What to produce ▸
Please report every line from the material that contains the word "query".

Exercise input ▸

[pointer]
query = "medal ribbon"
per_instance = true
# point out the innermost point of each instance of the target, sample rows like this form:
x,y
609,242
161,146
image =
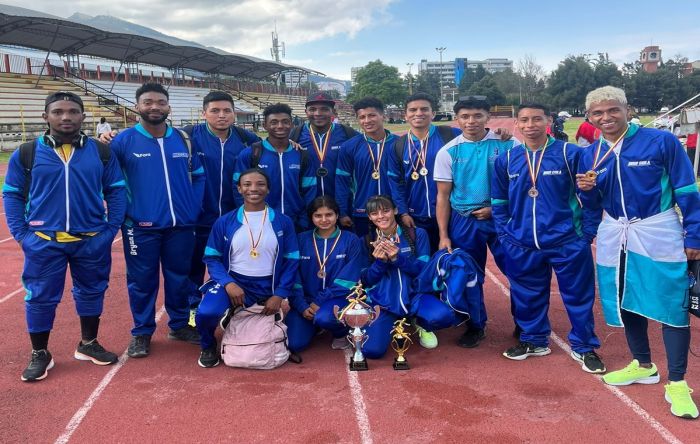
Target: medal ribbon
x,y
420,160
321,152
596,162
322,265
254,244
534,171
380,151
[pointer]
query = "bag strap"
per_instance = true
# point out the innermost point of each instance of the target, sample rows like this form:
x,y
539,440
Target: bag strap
==
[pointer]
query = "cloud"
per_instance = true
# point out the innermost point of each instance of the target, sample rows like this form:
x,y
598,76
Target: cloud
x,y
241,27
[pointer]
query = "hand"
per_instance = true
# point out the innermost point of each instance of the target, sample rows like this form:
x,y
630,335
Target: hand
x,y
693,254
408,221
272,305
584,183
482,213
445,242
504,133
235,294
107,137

Solution to this task ▸
query = "medal ribbon"
query = "bag strap"
query = "cloud"
query = "hand"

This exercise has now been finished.